Start of Data
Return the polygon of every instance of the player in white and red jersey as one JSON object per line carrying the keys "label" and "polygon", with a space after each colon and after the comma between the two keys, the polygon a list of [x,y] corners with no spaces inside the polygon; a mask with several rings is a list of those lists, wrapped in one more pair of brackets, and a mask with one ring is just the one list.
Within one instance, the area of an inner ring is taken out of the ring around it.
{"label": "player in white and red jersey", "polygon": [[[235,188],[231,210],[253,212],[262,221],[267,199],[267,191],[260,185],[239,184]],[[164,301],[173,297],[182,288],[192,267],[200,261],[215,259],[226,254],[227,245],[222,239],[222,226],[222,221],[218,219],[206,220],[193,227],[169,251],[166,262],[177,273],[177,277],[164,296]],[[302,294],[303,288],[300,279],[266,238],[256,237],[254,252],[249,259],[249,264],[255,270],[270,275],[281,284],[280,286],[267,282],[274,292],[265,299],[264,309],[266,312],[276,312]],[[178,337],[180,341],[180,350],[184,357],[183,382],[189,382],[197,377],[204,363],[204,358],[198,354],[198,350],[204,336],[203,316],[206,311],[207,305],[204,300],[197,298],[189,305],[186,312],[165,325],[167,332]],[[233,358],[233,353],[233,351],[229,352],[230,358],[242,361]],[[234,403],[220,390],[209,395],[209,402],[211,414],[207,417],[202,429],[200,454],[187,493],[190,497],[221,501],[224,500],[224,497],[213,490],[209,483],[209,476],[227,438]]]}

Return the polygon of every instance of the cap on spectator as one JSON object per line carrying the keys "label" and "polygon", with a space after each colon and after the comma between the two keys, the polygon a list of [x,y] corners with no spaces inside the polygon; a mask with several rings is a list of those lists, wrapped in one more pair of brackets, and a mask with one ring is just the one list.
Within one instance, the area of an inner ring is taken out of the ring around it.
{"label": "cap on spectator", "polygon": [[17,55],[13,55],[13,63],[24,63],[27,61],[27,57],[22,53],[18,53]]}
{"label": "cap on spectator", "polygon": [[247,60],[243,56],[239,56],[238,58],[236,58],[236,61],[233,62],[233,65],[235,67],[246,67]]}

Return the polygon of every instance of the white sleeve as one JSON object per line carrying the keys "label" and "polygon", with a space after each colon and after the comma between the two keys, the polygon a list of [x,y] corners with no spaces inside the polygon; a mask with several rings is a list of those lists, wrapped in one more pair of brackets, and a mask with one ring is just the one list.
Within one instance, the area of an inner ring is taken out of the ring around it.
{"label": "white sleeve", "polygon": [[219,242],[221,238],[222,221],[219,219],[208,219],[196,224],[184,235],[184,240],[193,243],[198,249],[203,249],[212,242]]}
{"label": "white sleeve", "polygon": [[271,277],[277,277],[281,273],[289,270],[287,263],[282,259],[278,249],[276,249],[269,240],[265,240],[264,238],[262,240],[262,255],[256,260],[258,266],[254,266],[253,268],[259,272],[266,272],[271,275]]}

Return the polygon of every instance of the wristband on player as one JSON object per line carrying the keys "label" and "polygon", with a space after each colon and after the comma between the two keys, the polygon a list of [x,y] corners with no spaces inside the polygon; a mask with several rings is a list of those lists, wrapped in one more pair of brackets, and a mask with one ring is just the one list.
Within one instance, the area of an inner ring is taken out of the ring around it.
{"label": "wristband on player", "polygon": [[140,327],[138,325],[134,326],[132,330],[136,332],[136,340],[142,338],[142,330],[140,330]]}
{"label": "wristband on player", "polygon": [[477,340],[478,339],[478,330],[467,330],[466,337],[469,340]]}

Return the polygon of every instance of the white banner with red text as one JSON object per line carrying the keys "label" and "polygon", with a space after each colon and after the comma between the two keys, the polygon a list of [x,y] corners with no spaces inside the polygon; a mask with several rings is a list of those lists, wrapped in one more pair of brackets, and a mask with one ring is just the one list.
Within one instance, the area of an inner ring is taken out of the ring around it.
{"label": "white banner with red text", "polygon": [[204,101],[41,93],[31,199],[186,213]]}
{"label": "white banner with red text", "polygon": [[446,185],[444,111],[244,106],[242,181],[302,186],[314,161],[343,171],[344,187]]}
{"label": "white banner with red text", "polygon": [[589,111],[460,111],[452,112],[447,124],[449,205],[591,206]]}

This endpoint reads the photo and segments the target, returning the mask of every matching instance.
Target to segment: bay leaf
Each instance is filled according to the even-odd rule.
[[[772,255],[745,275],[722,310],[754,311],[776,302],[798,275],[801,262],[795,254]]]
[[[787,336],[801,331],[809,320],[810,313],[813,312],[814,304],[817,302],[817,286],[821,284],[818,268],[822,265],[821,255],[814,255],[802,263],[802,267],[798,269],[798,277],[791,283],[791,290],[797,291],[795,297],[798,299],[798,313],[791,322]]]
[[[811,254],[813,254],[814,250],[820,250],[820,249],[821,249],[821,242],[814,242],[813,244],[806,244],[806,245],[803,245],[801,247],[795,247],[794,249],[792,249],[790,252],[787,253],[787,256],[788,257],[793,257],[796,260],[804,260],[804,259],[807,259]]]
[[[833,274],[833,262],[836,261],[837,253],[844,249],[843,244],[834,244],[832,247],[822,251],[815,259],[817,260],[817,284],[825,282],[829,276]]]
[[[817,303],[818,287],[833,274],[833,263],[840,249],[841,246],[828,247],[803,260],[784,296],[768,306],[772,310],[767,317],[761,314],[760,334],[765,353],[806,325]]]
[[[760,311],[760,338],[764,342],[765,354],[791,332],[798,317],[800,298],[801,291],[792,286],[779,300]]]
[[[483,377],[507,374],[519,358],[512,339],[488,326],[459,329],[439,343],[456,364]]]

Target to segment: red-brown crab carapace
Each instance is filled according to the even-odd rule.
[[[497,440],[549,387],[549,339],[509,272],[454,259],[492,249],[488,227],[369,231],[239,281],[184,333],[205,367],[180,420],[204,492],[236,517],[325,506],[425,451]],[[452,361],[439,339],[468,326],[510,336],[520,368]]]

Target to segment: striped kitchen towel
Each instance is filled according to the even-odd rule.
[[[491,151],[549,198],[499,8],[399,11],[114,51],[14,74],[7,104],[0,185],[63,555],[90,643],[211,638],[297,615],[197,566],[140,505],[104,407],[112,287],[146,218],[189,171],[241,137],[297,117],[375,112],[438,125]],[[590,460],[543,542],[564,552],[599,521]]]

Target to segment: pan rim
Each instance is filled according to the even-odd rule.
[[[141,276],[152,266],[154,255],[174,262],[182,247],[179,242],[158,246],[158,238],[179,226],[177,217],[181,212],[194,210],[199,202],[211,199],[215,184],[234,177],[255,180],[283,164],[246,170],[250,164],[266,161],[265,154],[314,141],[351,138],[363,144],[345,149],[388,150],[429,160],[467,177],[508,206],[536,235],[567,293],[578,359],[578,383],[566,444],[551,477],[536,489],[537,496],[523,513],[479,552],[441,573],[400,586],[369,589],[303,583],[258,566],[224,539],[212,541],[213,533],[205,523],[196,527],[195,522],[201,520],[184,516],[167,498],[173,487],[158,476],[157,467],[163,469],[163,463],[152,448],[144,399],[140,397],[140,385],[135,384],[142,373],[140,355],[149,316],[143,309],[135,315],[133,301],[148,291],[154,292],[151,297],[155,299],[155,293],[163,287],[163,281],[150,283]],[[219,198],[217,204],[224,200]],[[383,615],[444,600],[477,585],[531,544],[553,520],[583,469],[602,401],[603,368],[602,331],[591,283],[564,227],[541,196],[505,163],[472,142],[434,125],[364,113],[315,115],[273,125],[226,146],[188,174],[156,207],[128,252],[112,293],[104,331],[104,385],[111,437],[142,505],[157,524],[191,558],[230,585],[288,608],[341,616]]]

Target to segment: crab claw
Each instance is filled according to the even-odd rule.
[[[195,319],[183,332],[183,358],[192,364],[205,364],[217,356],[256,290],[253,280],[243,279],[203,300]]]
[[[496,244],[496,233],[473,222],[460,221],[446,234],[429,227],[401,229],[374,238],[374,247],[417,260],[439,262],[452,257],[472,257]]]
End of Data
■ **Aim of the task**
For every line above with the word "crab" in it, make a copy.

■ **Response area**
Target to segment: red-brown crab carapace
Target to segment: crab claw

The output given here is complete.